[EXERCISE DESCRIPTION]: Print nothing but the lines below starting at the line that holds "Return the outline of every instance of the **framed" and ending at the line that holds "Return the outline of every instance of the **white", including both, each exactly as written.

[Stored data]

^^^^

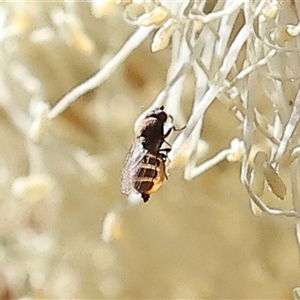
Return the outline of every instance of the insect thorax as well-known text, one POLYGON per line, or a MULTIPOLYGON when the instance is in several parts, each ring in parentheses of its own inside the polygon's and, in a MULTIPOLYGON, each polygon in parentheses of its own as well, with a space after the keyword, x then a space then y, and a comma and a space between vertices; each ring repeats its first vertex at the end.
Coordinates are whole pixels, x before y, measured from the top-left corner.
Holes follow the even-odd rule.
POLYGON ((140 129, 143 145, 149 152, 156 154, 164 141, 163 125, 156 118, 148 118, 140 129))

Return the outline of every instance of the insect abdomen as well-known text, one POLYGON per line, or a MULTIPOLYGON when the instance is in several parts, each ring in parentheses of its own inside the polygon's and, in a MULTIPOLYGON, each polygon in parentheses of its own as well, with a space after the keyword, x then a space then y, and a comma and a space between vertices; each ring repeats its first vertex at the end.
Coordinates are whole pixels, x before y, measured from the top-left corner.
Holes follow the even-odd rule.
MULTIPOLYGON (((134 189, 141 194, 150 195, 161 187, 164 179, 165 164, 163 159, 160 156, 148 153, 137 171, 134 189)), ((148 199, 148 197, 146 198, 148 199)), ((147 200, 144 198, 144 201, 147 200)))

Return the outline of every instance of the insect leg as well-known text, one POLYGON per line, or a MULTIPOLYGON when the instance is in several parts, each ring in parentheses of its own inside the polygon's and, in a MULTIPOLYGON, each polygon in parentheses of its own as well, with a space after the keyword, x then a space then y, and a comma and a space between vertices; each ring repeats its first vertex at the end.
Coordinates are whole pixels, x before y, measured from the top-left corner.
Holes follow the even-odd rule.
POLYGON ((172 132, 172 130, 174 130, 174 131, 181 131, 181 130, 183 130, 184 128, 186 128, 186 125, 183 126, 183 127, 181 127, 181 128, 177 128, 175 125, 173 125, 170 129, 168 129, 168 131, 167 131, 166 134, 164 135, 164 139, 165 139, 166 137, 169 136, 169 134, 172 132))
POLYGON ((181 131, 181 130, 183 130, 183 129, 185 129, 185 128, 186 128, 186 125, 184 125, 184 126, 181 127, 181 128, 177 128, 175 125, 172 126, 172 129, 173 129, 174 131, 181 131))
MULTIPOLYGON (((166 143, 170 148, 172 148, 172 145, 164 140, 164 143, 166 143)), ((170 152, 170 151, 169 151, 170 152)))
POLYGON ((171 148, 164 148, 164 149, 159 149, 158 153, 164 158, 168 158, 168 153, 171 151, 171 148))
POLYGON ((174 125, 170 128, 170 129, 168 129, 168 131, 166 132, 166 134, 164 134, 164 139, 172 132, 172 130, 174 130, 174 125))
MULTIPOLYGON (((168 115, 168 118, 170 118, 171 120, 171 123, 174 122, 174 118, 172 115, 168 115)), ((172 126, 171 130, 174 130, 174 131, 181 131, 185 128, 186 126, 183 126, 182 128, 176 128, 175 125, 172 126)), ((170 134, 170 133, 169 133, 170 134)))

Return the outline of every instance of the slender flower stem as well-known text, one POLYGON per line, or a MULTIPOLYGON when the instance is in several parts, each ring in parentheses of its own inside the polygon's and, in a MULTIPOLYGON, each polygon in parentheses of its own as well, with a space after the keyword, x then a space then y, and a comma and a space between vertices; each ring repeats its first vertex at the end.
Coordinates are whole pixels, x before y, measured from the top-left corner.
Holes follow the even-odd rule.
POLYGON ((126 60, 132 51, 138 48, 150 35, 154 27, 140 27, 122 46, 118 53, 95 75, 90 77, 84 83, 79 84, 61 98, 58 103, 49 112, 49 119, 55 119, 63 113, 72 103, 77 101, 79 97, 87 92, 99 87, 105 80, 107 80, 119 67, 119 65, 126 60))

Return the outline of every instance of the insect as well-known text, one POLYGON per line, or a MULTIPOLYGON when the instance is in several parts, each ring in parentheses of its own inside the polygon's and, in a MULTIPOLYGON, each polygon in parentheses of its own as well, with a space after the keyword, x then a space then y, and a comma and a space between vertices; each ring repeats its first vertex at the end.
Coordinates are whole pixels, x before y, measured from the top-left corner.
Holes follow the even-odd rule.
POLYGON ((135 191, 147 202, 150 195, 161 187, 164 179, 168 179, 165 162, 171 148, 163 149, 162 144, 167 143, 165 138, 172 130, 181 130, 173 125, 164 134, 164 124, 168 117, 173 120, 161 106, 152 110, 142 121, 125 159, 121 175, 122 193, 128 195, 135 191))

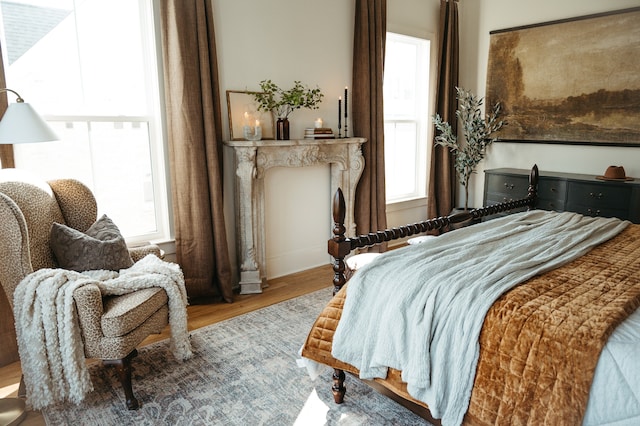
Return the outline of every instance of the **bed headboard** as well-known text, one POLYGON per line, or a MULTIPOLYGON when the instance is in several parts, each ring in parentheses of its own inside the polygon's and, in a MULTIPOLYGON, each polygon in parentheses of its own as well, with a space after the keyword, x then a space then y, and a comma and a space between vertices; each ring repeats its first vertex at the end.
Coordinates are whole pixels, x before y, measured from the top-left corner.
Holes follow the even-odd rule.
POLYGON ((466 222, 468 220, 480 219, 485 216, 507 212, 521 207, 531 209, 534 208, 536 204, 537 189, 538 166, 534 164, 531 168, 531 173, 529 174, 529 188, 527 190, 527 194, 518 200, 506 201, 492 206, 467 210, 449 216, 428 219, 422 222, 399 226, 397 228, 385 229, 384 231, 371 232, 369 234, 347 238, 345 236, 346 228, 344 226, 346 206, 342 190, 338 188, 333 197, 333 238, 328 241, 328 252, 334 259, 334 294, 337 293, 347 282, 345 277, 346 266, 344 259, 352 250, 371 247, 398 238, 421 234, 423 232, 446 230, 450 225, 466 222))

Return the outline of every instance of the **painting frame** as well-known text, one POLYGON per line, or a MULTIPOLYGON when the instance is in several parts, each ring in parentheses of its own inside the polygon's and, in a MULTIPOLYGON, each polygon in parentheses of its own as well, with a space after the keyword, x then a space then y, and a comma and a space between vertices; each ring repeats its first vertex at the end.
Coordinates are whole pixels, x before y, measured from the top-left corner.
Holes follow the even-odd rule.
POLYGON ((640 7, 489 33, 499 141, 640 146, 640 7), (577 53, 576 53, 577 52, 577 53))
POLYGON ((229 137, 232 141, 245 140, 242 127, 244 114, 250 112, 260 120, 262 140, 275 139, 275 125, 271 112, 258 111, 258 103, 253 97, 260 92, 227 90, 227 112, 229 116, 229 137))

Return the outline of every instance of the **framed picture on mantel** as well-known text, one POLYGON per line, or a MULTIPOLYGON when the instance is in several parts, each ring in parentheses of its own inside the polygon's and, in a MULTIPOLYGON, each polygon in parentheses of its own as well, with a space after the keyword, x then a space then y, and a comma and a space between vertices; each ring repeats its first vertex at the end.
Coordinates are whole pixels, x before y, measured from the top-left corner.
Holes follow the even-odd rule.
POLYGON ((503 141, 640 146, 640 7, 489 36, 503 141))
MULTIPOLYGON (((242 92, 227 90, 227 110, 229 114, 229 136, 232 141, 244 140, 242 127, 248 117, 259 120, 262 127, 262 139, 274 138, 273 114, 258 111, 258 103, 253 94, 257 92, 242 92)), ((253 123, 249 123, 253 125, 253 123)))

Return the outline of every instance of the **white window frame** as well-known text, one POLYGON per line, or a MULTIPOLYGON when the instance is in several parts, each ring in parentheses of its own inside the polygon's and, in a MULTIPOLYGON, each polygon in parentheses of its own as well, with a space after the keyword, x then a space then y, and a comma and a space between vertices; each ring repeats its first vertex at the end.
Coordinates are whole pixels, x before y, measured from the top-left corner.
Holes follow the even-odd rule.
MULTIPOLYGON (((173 226, 171 215, 171 199, 168 178, 166 125, 164 113, 164 91, 162 85, 162 51, 159 21, 159 1, 146 0, 140 2, 140 25, 144 29, 147 37, 144 37, 143 48, 151 52, 145 55, 145 68, 148 70, 145 83, 148 89, 148 105, 152 107, 150 115, 127 116, 127 115, 44 115, 45 121, 85 123, 90 126, 96 122, 113 123, 141 123, 147 126, 149 137, 149 156, 152 175, 152 191, 154 200, 154 215, 156 230, 138 235, 126 236, 127 243, 137 245, 144 242, 170 243, 173 241, 173 226)), ((4 63, 7 61, 7 49, 3 49, 4 63)), ((9 83, 9 87, 11 87, 9 83)), ((26 97, 25 97, 26 99, 26 97)), ((11 101, 11 99, 10 99, 11 101)), ((26 99, 28 102, 28 99, 26 99)), ((18 147, 18 146, 16 146, 18 147)), ((19 147, 17 148, 19 149, 19 147)), ((16 166, 20 168, 19 153, 16 153, 16 166)), ((63 177, 63 176, 60 176, 63 177)), ((99 206, 100 207, 100 206, 99 206)), ((132 212, 135 214, 135 212, 132 212)))
MULTIPOLYGON (((433 108, 435 83, 435 43, 434 36, 411 36, 406 34, 399 34, 394 32, 387 32, 387 49, 389 41, 399 41, 403 43, 411 43, 422 49, 422 56, 419 56, 421 60, 417 63, 416 69, 416 82, 418 91, 422 92, 420 98, 424 100, 422 105, 417 106, 416 116, 414 117, 389 117, 385 115, 385 125, 400 124, 400 123, 415 123, 417 129, 417 151, 415 153, 415 188, 413 192, 407 192, 397 197, 387 196, 387 211, 392 212, 404 208, 411 208, 416 205, 426 205, 427 197, 427 180, 428 180, 428 165, 430 159, 430 139, 432 136, 432 124, 431 124, 431 110, 433 108), (424 76, 424 78, 419 78, 424 76)), ((388 145, 385 138, 385 152, 388 149, 393 149, 388 145)), ((389 179, 388 173, 386 179, 389 179)))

^^^^

[RESPONSE AREA]:
Return the outline of every instance of the **framed picture on mantel** as well-known text, one POLYGON per line, or a MULTIPOLYGON when the instance is in several parts, each ring in parentheses of its own inside the polygon's and, in a MULTIPOLYGON, each polygon in parentheses of its own as well, with a space after the keyword, x then a space then y, and a comma and a space between vertices; each ring repeats its first vertex at the end.
Coordinates are whole pixels, x before y, measured from the top-left corner.
Holes follow the even-odd rule.
POLYGON ((503 141, 640 146, 640 7, 489 36, 503 141))
MULTIPOLYGON (((242 92, 227 90, 227 110, 229 114, 229 136, 232 141, 244 140, 242 127, 248 117, 259 120, 262 127, 262 139, 274 138, 273 114, 258 111, 258 103, 253 94, 257 92, 242 92)), ((253 123, 249 123, 253 125, 253 123)))

Return the outline of every instance of the **white window frame** as well-known text, one POLYGON per line, or a MULTIPOLYGON when the instance is in several parts, each ring in parentheses of its own inside the polygon's and, in a MULTIPOLYGON, each polygon in parentheses of its own as well, with a space after the keyword, x then a space then y, and a comma and a space between vertices; each ring repeats its first vertex at the end.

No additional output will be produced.